### Supplied data
____________
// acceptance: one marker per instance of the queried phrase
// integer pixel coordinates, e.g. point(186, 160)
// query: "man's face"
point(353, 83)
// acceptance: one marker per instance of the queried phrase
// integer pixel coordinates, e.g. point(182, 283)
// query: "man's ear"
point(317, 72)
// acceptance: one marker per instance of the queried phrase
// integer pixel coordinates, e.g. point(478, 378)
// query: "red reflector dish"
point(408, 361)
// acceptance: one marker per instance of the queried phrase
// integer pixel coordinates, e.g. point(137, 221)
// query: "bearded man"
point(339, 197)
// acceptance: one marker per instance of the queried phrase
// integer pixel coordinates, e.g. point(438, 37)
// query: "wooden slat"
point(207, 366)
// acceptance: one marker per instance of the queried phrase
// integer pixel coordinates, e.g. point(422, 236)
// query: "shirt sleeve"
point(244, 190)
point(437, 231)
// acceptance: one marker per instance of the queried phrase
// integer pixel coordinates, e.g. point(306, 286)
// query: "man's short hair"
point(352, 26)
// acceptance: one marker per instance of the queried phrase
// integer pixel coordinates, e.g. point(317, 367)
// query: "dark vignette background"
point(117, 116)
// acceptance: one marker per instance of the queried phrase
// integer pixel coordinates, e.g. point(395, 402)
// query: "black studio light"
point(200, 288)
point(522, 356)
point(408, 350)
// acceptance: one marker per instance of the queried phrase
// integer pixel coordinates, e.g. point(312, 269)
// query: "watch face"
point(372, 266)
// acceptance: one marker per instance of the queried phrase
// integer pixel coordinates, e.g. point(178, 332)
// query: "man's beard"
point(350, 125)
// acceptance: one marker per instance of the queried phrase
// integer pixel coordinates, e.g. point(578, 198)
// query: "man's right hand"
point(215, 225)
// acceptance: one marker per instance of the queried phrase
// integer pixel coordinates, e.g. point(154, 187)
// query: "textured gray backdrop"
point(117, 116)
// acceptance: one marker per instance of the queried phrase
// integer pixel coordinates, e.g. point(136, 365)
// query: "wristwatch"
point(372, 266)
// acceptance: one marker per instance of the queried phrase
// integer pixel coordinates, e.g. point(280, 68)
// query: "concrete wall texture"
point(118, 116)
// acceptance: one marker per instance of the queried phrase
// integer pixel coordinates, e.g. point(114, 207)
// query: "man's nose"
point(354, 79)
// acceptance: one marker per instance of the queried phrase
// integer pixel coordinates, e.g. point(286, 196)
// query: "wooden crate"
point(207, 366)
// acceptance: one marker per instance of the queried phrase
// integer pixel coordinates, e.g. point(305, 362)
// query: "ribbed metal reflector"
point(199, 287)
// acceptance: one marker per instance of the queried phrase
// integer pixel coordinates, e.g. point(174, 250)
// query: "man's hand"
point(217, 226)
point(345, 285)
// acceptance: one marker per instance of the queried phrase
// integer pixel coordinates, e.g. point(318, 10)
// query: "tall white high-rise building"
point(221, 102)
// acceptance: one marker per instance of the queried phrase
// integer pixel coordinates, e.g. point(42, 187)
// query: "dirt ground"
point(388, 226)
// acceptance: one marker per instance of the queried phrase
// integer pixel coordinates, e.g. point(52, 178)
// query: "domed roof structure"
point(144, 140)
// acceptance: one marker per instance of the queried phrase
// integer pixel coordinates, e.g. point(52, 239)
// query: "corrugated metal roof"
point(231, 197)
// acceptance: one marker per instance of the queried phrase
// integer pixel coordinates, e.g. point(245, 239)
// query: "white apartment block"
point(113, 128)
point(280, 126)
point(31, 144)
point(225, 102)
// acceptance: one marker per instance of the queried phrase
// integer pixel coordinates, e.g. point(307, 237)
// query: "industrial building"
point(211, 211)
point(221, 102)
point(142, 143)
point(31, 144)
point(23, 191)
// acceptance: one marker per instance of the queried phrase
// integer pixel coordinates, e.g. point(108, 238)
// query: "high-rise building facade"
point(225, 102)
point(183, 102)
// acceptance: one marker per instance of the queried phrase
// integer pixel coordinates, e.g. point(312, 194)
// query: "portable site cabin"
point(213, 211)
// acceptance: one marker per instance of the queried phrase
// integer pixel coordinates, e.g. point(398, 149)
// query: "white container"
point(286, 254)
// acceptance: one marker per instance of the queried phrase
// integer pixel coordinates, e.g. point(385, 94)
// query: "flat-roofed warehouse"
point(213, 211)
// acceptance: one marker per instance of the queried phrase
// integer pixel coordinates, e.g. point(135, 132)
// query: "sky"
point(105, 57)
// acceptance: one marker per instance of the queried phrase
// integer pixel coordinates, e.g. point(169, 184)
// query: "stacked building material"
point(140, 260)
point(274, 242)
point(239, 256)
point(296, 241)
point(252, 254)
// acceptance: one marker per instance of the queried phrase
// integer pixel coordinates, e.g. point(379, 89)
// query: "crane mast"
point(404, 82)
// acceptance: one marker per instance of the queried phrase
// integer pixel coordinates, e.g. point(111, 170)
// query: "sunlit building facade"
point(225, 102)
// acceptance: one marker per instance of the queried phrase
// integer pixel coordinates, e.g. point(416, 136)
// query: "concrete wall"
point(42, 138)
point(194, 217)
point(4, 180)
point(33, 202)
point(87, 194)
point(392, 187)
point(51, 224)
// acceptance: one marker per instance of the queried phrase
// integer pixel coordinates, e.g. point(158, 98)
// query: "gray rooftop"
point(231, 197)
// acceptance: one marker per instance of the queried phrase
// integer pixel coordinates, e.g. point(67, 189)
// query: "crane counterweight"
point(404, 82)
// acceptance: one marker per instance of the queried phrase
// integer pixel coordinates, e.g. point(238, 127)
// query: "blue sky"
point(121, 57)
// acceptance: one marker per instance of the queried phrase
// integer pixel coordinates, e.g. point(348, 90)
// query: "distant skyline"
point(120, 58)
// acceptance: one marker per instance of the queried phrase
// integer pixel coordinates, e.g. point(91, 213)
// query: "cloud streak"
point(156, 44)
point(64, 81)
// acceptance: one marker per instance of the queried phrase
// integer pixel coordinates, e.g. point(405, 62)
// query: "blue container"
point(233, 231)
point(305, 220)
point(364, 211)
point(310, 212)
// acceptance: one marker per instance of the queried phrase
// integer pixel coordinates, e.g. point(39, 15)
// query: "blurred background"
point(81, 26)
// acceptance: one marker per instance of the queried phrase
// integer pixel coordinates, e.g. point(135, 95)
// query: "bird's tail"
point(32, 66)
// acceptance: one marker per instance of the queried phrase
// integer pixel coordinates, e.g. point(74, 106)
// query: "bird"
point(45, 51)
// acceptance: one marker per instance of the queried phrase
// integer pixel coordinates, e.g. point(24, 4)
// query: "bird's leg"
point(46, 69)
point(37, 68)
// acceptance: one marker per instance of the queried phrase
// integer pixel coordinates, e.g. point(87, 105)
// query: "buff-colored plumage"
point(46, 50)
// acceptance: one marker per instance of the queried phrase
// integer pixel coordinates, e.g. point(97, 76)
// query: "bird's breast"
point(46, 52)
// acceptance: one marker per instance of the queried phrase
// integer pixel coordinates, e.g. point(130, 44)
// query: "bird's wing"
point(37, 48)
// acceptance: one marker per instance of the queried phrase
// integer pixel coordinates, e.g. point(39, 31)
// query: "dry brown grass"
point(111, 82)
____________
### What is being asked
Transcribe the material above word for word.

### Exercise result
// acceptance: one marker per instance of the queried phrase
// integer pixel coordinates, e.g. point(186, 160)
// query: "man's face"
point(353, 83)
// acceptance: one marker per instance of the queried phrase
// integer pixel coordinates, e.g. point(182, 283)
// query: "man's ear"
point(317, 72)
// acceptance: one marker per instance of the queried phrase
// integer pixel coordinates, e.g. point(478, 378)
// query: "red reflector dish"
point(408, 361)
// acceptance: one marker per instance of the queried phrase
// integer pixel coordinates, e.g. point(137, 221)
// query: "bearded man"
point(339, 197)
// acceptance: one marker per instance of the queried phrase
// integer pixel coordinates, e.g. point(438, 37)
// query: "wooden slat"
point(207, 366)
// acceptance: one marker per instance of the queried phrase
// integer pixel coordinates, e.g. point(422, 236)
// query: "shirt sleeve"
point(244, 190)
point(437, 231)
// acceptance: one marker per instance of the queried phrase
// integer pixel coordinates, e.g. point(306, 286)
// query: "man's short hair"
point(352, 26)
// acceptance: one marker per instance of the queried phrase
// integer pixel coordinates, e.g. point(317, 367)
// query: "dark vignette background"
point(117, 116)
// acceptance: one marker per instance of the queried phrase
// integer pixel coordinates, e.g. point(395, 402)
// query: "black studio light"
point(200, 288)
point(522, 356)
point(408, 350)
// acceptance: one marker per instance of the queried phrase
// integer pixel coordinates, e.g. point(312, 269)
// query: "watch face"
point(372, 266)
// acceptance: one marker per instance of the queried phrase
// integer pixel coordinates, e.g. point(178, 332)
// query: "man's beard"
point(350, 125)
// acceptance: one marker per instance of the queried phrase
// integer pixel coordinates, e.g. point(578, 198)
// query: "man's right hand"
point(215, 225)
// acceptance: one marker per instance of the queried phrase
// integer pixel coordinates, e.g. point(154, 187)
// query: "textured gray backdrop"
point(117, 116)
// acceptance: one marker per instance of the queried phrase
// integer pixel coordinates, e.g. point(136, 365)
// query: "wristwatch"
point(372, 266)
// acceptance: one marker per instance of the queried phrase
// integer pixel coordinates, e.g. point(280, 68)
// query: "concrete wall texture"
point(118, 116)
// acceptance: one marker per instance of the queried phrase
// integer pixel coordinates, e.g. point(114, 207)
// query: "man's nose"
point(354, 79)
// acceptance: one marker per instance of the queried phrase
// integer pixel coordinates, e.g. point(286, 196)
// query: "wooden crate"
point(207, 366)
// acceptance: one marker per instance of the queried phrase
// integer pixel coordinates, e.g. point(305, 362)
// query: "ribbed metal reflector"
point(199, 287)
// acceptance: one marker per instance of the queried phrase
// integer pixel coordinates, e.g. point(174, 250)
// query: "man's hand"
point(217, 226)
point(345, 285)
// acceptance: one marker per instance of the queried phrase
// integer pixel coordinates, e.g. point(318, 10)
// query: "tall white high-rise building"
point(221, 102)
// acceptance: one marker per instance of the queried phrase
// integer pixel coordinates, e.g. point(42, 187)
// query: "dirt ground"
point(388, 226)
// acceptance: one marker per instance of the queried phrase
// integer pixel coordinates, e.g. point(52, 178)
// query: "domed roof structure"
point(144, 140)
// acceptance: one marker per instance of the queried phrase
// integer pixel coordinates, e.g. point(52, 239)
// query: "corrugated metal roof"
point(231, 197)
// acceptance: one marker per instance of the queried phrase
// integer pixel coordinates, e.g. point(245, 239)
// query: "white apartment block"
point(113, 128)
point(280, 126)
point(31, 144)
point(225, 102)
// acceptance: one marker per instance of the queried phrase
// integer pixel coordinates, e.g. point(307, 237)
// query: "industrial building"
point(211, 211)
point(221, 102)
point(142, 143)
point(31, 144)
point(23, 191)
// acceptance: one marker per instance of the queried phrase
// integer pixel coordinates, e.g. point(108, 238)
// query: "high-rise building facade"
point(225, 102)
point(183, 102)
// acceptance: one marker per instance of the queried phrase
// integer pixel coordinates, e.g. point(312, 194)
// query: "portable site cabin"
point(213, 211)
// acceptance: one marker per instance of the queried phrase
// integer pixel coordinates, e.g. point(398, 149)
// query: "white container"
point(286, 254)
// acceptance: one marker per instance of the queried phrase
// integer pixel coordinates, e.g. point(385, 94)
// query: "flat-roofed warehouse"
point(213, 211)
// acceptance: one marker per instance of the queried phrase
// integer pixel coordinates, e.g. point(135, 132)
// query: "sky"
point(105, 57)
// acceptance: one marker per instance of the queried phrase
// integer pixel coordinates, e.g. point(169, 184)
// query: "stacked building material"
point(140, 260)
point(274, 242)
point(239, 256)
point(296, 241)
point(252, 254)
// acceptance: one marker per instance of the queried phrase
// integer pixel coordinates, e.g. point(379, 89)
// query: "crane mast"
point(404, 82)
// acceptance: one marker per instance of the queried phrase
// integer pixel coordinates, e.g. point(111, 170)
// query: "sunlit building facade"
point(225, 102)
// acceptance: one marker per instance of the queried phrase
// integer pixel coordinates, e.g. point(416, 136)
// query: "concrete wall"
point(42, 138)
point(194, 217)
point(4, 180)
point(33, 202)
point(87, 194)
point(392, 187)
point(51, 224)
// acceptance: one marker per instance of the queried phrase
// integer pixel coordinates, e.g. point(158, 98)
// query: "gray rooftop"
point(231, 197)
// acceptance: one marker per instance of the queried phrase
// integer pixel coordinates, e.g. point(67, 189)
// query: "crane counterweight"
point(404, 82)
// acceptance: one marker per instance of the queried phrase
// integer pixel coordinates, e.g. point(238, 127)
// query: "blue sky"
point(121, 57)
// acceptance: one marker per instance of the queried phrase
// integer pixel coordinates, e.g. point(348, 90)
// query: "distant skyline"
point(120, 58)
// acceptance: one marker per instance of the queried phrase
// integer pixel coordinates, e.g. point(91, 213)
// query: "cloud streak"
point(156, 44)
point(64, 81)
// acceptance: one marker per instance of the queried phrase
// integer pixel coordinates, e.g. point(405, 62)
// query: "blue container"
point(233, 231)
point(305, 220)
point(364, 211)
point(310, 212)
// acceptance: one marker per instance of the queried phrase
// integer pixel coordinates, e.g. point(39, 15)
// query: "blurred background"
point(81, 26)
// acceptance: one marker per instance of the queried phrase
// integer pixel coordinates, e.g. point(135, 95)
// query: "bird's tail"
point(32, 66)
// acceptance: one marker per instance of the queried phrase
// integer pixel coordinates, e.g. point(74, 106)
// query: "bird"
point(45, 51)
// acceptance: one marker per instance of the queried phrase
// integer pixel coordinates, e.g. point(24, 4)
// query: "bird's leg"
point(46, 69)
point(37, 68)
// acceptance: one marker per instance of the queried phrase
// integer pixel coordinates, e.g. point(87, 105)
// query: "buff-colored plumage"
point(46, 50)
// acceptance: one marker per instance of the queried phrase
// integer pixel coordinates, e.g. point(97, 76)
// query: "bird's breast"
point(46, 52)
// acceptance: one marker per instance of the queried phrase
// integer pixel coordinates, e.g. point(130, 44)
// query: "bird's wing"
point(37, 48)
// acceptance: one marker per instance of the queried phrase
// integer pixel coordinates, e.g. point(39, 31)
// query: "dry brown grass"
point(111, 82)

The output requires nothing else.